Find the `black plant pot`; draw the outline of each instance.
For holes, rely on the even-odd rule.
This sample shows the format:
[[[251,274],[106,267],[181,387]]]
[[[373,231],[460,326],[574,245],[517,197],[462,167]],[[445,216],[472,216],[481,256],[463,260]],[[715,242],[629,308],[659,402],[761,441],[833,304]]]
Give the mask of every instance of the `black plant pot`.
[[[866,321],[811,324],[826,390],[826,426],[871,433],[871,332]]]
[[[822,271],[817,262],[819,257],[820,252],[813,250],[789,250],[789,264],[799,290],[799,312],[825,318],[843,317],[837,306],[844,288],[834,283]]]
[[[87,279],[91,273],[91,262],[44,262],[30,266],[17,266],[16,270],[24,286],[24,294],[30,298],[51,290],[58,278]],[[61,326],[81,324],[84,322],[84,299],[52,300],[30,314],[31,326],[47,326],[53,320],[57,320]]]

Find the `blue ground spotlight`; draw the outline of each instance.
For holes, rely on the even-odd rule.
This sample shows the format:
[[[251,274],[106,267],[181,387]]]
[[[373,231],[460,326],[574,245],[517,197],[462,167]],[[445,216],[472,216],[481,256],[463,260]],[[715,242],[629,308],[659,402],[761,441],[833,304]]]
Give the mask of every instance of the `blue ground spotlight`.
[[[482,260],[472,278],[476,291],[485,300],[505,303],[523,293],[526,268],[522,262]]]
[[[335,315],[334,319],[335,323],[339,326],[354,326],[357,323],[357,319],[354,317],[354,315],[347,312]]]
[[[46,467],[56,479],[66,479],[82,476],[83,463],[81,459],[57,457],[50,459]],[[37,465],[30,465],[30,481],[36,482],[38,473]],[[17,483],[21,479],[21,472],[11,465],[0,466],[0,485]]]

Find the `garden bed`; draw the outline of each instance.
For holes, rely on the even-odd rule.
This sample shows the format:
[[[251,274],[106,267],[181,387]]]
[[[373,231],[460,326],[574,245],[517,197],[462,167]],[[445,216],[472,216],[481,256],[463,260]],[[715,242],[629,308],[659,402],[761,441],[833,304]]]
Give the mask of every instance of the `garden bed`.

──────────────────────────────

WORK INSTRUCTIONS: Extract all of the data exactly as written.

RESPONSE TO THE EXERCISE:
Find the `black plant pot`; draw the outline of each instance.
For holes, rely on the even-odd rule.
This sample shows the format:
[[[251,274],[106,267],[181,387]]]
[[[373,231],[460,326],[574,245],[517,197],[462,167]],[[445,216],[472,216],[481,256],[463,260]],[[715,242],[629,308],[659,402],[761,441],[833,304]]]
Give the mask of every instance of the `black plant pot`.
[[[866,321],[811,324],[826,390],[826,426],[871,433],[871,332]]]
[[[822,271],[817,262],[819,257],[820,252],[813,250],[789,250],[789,264],[799,290],[799,312],[825,318],[843,317],[837,306],[844,288],[834,283]]]
[[[87,279],[91,273],[91,262],[44,262],[30,266],[17,266],[16,270],[24,286],[24,294],[30,298],[51,290],[58,278]],[[61,326],[81,324],[84,322],[84,299],[52,300],[30,314],[31,326],[47,326],[53,320],[57,320]]]

Find the `blue ground spotlight`; draw the outline of each instance.
For holes, rely on the even-odd rule.
This sample shows the format:
[[[251,274],[106,267],[181,387]]]
[[[373,231],[460,326],[574,245],[517,197],[462,167]],[[445,216],[472,216],[481,256],[463,260]],[[715,242],[629,308],[659,402],[761,441],[833,304]]]
Give the mask of every instance of the `blue ground spotlight`.
[[[482,260],[472,278],[476,291],[485,300],[505,303],[523,293],[526,268],[522,262]]]
[[[335,315],[334,319],[335,323],[339,326],[354,326],[357,323],[357,319],[354,317],[354,315],[347,312]]]
[[[46,467],[56,479],[66,479],[82,476],[83,463],[81,459],[57,457],[50,459]],[[37,465],[30,465],[30,481],[36,482],[38,473]],[[17,483],[21,479],[21,472],[11,465],[0,466],[0,485]]]

Find the `garden bed`; draw the outline of each instance.
For holes, rely on the even-odd rule.
This sample shows the format:
[[[251,274],[106,267],[181,387]]]
[[[373,231],[460,326],[574,245],[517,197],[462,167]],[[445,216],[472,216],[481,256],[463,260]],[[715,242],[629,308],[659,402],[761,441],[833,304]]]
Give the mask of every instance of the `garden bed`.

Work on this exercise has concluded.